» **ENTRIES**:
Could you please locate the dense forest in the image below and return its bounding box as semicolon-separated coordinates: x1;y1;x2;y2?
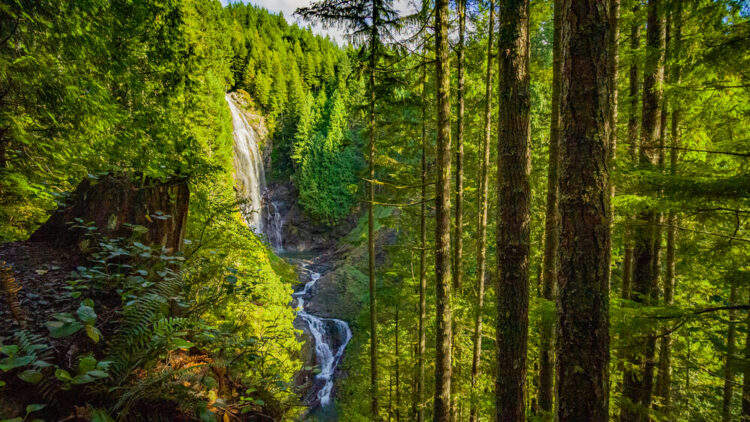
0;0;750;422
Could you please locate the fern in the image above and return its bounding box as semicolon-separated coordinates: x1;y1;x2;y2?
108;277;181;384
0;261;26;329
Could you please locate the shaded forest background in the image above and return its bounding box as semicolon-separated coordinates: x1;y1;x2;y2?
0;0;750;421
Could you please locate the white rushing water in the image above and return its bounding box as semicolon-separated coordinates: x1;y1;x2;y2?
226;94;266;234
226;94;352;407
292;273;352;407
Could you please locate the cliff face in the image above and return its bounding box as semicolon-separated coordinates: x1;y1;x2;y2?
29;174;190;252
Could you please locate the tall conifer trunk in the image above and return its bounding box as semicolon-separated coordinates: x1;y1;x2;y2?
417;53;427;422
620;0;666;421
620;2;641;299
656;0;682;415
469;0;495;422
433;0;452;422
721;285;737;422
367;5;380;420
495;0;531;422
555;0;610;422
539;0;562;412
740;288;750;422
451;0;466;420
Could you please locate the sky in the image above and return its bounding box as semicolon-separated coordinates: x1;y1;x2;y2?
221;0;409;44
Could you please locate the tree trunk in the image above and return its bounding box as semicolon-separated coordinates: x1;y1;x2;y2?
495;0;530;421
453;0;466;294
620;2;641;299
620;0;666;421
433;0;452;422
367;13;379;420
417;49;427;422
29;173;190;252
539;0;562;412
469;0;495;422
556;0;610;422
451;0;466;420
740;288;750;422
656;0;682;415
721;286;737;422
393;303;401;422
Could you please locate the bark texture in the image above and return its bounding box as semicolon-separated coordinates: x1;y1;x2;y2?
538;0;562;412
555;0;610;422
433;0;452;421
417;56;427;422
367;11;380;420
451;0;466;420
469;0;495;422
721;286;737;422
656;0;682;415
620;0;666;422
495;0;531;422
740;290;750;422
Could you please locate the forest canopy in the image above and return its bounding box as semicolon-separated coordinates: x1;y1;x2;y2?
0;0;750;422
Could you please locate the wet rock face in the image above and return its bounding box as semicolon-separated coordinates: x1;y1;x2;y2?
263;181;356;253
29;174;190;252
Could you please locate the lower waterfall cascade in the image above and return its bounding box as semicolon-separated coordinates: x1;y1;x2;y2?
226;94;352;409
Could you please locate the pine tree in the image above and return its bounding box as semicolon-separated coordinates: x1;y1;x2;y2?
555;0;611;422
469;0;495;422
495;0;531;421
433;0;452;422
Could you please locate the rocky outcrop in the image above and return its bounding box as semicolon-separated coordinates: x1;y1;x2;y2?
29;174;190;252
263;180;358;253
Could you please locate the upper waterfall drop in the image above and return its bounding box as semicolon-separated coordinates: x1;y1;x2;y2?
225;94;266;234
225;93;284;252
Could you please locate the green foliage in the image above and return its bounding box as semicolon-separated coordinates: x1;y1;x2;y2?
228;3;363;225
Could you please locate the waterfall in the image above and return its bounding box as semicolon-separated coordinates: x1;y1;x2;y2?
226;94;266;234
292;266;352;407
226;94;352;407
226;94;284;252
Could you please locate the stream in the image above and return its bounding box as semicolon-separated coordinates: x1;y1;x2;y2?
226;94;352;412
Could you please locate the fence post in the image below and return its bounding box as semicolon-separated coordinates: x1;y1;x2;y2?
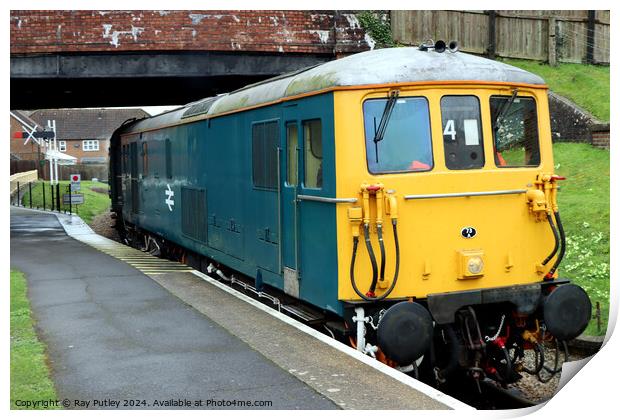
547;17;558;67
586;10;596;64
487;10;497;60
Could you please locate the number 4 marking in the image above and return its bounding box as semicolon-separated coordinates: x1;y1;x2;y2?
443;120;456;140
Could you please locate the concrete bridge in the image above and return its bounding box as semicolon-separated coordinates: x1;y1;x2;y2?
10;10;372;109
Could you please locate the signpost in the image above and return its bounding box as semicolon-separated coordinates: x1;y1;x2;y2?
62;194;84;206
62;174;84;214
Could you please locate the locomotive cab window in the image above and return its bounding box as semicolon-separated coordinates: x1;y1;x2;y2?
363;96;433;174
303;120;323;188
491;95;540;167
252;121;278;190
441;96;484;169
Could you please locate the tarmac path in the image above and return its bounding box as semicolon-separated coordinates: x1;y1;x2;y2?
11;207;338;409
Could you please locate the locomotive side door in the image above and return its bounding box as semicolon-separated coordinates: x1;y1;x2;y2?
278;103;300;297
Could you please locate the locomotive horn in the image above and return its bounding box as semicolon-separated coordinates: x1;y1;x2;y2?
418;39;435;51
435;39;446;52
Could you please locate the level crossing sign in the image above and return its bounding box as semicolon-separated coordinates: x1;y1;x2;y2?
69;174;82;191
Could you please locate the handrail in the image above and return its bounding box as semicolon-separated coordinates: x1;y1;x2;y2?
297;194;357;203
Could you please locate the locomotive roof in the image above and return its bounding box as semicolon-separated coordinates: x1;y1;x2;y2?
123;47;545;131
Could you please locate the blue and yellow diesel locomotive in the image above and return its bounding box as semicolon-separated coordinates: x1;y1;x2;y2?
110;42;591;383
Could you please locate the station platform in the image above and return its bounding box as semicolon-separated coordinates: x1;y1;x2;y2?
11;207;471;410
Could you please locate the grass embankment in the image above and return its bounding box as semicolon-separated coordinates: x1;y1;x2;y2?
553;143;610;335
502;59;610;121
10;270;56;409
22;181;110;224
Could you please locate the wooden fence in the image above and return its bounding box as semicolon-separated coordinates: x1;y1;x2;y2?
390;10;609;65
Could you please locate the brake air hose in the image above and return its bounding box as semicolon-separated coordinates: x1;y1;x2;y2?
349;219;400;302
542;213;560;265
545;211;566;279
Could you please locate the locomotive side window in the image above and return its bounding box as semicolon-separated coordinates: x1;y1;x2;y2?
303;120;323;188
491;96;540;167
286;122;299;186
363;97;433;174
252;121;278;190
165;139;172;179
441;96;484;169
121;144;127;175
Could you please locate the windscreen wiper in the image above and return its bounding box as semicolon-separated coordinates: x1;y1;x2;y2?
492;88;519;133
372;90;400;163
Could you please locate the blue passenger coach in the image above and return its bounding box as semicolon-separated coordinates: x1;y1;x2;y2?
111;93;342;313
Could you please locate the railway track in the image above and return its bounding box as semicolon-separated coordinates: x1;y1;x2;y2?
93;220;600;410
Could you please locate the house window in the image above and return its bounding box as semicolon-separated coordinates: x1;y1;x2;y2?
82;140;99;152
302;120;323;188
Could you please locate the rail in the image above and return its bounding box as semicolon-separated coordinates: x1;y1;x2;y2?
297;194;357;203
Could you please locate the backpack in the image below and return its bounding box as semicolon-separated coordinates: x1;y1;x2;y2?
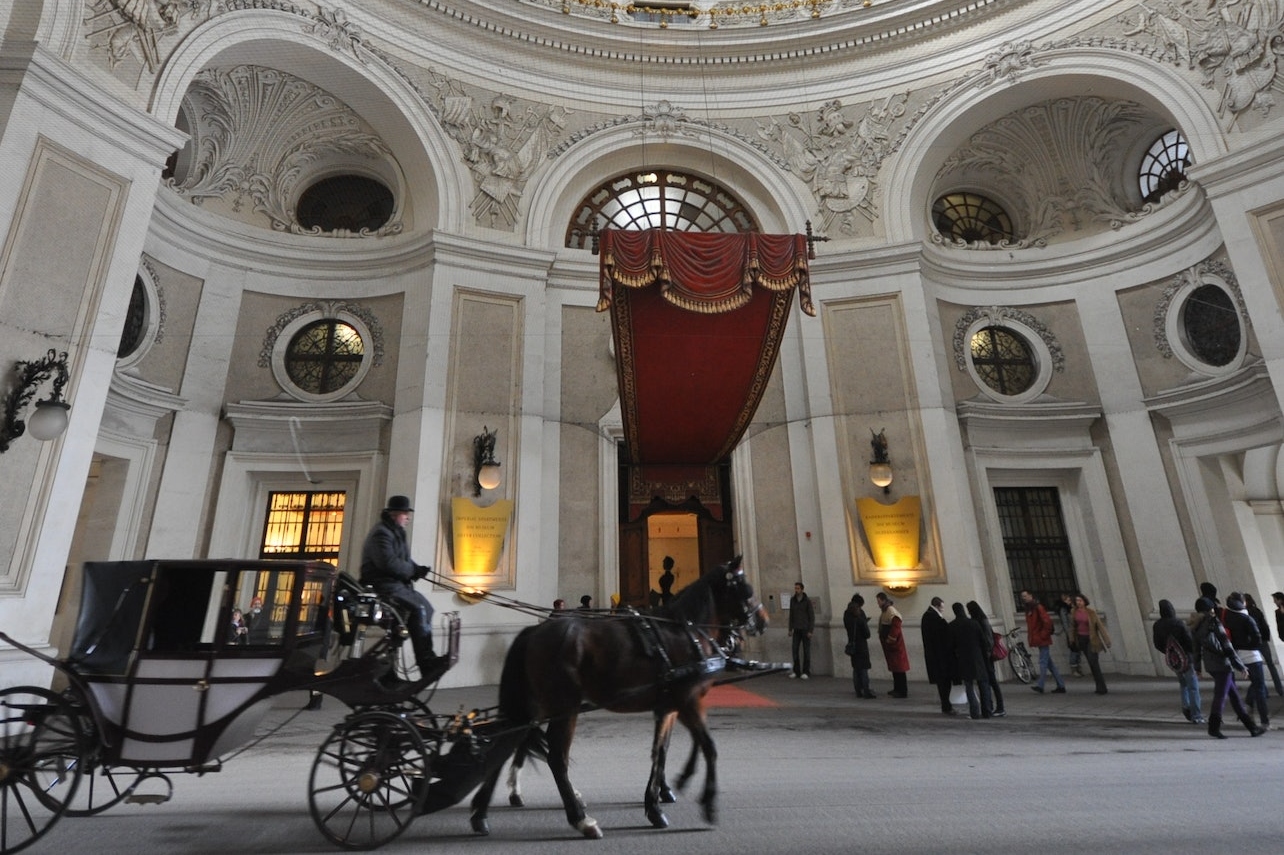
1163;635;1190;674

» **WHAT THE EXERCISE ASKS**:
Update the rows from the start through the line containing "221;0;409;44" by replacing "cliff face" with "rock face" and changing nothing else. Omit the pictures from your answer.

» **THE OUTPUT**:
Could you please locate the dense forest in the image below and return its bounding box as semicolon-separated coordinates: x1;y1;x2;y2?
0;0;750;422
Could you please locate the fern in the image above and return its bounding box as semicolon-separated coordinates: x1;y1;x2;y2?
108;277;181;384
0;261;26;329
Could you please locate the shaded forest background in the image above and return its bounding box as semicolon-separated coordinates: x1;y1;x2;y2?
0;0;750;421
Could you please locate the white rushing water in the image above and return its bounding box as semicolon-separated coordinates: x1;y1;x2;y2?
226;94;266;234
226;94;352;407
292;273;352;407
Could you please locate the rock face in the image above and return its bounding box as semicolon-separated coordinates: x1;y1;x2;y2?
29;174;190;252
Could you please locate the tall conifer trunk in the image above and return its bounding box as semicolon-separated coordinates: x1;y1;x2;y2?
417;53;427;422
620;0;666;421
620;2;641;299
656;0;682;415
469;0;495;422
433;0;452;422
721;285;737;422
367;5;380;420
495;0;531;422
555;0;610;422
539;0;562;412
740;288;750;422
451;0;466;420
Could you please locate the sky in the image above and return its bounding box as semicolon-separated coordinates: x1;y1;x2;y2?
221;0;409;44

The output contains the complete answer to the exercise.